┌─ Exercise data

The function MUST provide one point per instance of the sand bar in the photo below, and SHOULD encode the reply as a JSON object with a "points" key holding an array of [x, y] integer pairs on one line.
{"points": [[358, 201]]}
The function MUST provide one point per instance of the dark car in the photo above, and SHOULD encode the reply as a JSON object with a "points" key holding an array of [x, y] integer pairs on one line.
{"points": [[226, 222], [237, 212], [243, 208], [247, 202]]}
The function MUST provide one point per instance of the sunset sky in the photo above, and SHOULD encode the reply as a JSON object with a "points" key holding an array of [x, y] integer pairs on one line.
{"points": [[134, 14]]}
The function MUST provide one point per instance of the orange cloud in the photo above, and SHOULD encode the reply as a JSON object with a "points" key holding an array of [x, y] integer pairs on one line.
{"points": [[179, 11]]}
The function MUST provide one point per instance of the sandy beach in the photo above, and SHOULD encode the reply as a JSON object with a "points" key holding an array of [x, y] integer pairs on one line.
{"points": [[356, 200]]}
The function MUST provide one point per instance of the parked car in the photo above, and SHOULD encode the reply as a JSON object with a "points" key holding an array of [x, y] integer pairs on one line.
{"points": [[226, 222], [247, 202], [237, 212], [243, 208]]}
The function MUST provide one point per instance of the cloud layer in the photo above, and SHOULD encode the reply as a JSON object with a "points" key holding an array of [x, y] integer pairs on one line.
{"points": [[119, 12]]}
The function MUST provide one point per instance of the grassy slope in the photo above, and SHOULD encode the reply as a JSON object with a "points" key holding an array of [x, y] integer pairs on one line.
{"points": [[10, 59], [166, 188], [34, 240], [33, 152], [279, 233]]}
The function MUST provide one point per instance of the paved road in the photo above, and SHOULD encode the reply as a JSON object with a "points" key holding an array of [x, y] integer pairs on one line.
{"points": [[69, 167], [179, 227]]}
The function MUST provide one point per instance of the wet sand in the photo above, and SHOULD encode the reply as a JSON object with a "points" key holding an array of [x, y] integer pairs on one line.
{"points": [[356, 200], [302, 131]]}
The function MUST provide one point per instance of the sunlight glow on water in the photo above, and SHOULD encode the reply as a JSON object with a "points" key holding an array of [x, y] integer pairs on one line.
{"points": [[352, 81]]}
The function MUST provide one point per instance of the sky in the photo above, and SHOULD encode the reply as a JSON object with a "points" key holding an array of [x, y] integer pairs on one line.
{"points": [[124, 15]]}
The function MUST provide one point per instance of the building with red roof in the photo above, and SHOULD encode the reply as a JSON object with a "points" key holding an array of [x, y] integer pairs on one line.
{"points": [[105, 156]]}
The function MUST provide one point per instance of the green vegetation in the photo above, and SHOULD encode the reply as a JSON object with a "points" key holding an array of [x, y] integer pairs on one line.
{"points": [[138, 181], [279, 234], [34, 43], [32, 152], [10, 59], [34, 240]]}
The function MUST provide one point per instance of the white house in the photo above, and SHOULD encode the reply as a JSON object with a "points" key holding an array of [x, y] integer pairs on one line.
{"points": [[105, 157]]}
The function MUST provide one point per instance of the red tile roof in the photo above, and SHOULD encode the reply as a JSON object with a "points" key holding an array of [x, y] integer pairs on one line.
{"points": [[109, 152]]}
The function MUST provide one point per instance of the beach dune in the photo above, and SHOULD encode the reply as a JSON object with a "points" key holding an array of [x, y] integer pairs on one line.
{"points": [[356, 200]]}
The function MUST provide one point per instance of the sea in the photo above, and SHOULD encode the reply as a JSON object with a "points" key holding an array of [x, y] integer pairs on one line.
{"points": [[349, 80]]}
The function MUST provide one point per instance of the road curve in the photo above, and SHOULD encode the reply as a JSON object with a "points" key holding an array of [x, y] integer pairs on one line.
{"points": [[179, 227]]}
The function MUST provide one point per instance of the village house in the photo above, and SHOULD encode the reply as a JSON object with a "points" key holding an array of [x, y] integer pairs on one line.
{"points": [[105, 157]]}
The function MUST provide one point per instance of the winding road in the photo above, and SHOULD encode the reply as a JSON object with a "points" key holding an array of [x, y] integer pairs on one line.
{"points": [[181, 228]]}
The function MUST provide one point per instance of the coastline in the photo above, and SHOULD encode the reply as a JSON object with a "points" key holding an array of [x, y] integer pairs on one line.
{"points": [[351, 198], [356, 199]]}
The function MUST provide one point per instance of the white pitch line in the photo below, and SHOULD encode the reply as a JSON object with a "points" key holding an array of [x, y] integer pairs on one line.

└─

Reproduce only the lines running from the one that contains "The function MUST provide one point per instance of the beach" to the last line of the records.

The function MUST provide one point per instance of the beach dune in the photo above, and SHOULD encode the reply as a JSON object with a "points" key holding an array of [x, y] integer pairs on one line.
{"points": [[356, 200]]}
The function MUST provide one point per instance of the sea in the photo above, and SHOULD encode the reply as a JSON object with a "points" key holding an array of [x, y] integer pairs on one line.
{"points": [[349, 80]]}
The function MUST provide one point per instance of the road curve in the photo above, and SHOULD encode the reply as a JSON object with a "points" key holding an array of [x, y] integer pairs on one line.
{"points": [[179, 227]]}
The function MUST provide one point per instance of the village house in the photo above, and SHOULD encode the reply as a JSON object with a "points" key holding an array of [x, y] integer pairs on one line.
{"points": [[105, 157]]}
The function MUST provide one point per instance of the winding road in the photo above, and SHOULD encode the reply as a JSON object with a "points" key holding an array of [x, y] integer pairs on one line.
{"points": [[181, 228]]}
The function MUST provide one point per instance of the coastline in the photo above, and SHOULD encode the reply as a JSON object with a "points" key holding an array of [x, y] integer pairs on one line.
{"points": [[351, 198], [356, 199]]}
The function MUST provide one point per instance of the white pitch line in the photo below, and SHOULD encode the reply as a JSON object with a "points" key holding an array of [x, y] integer pairs on one line.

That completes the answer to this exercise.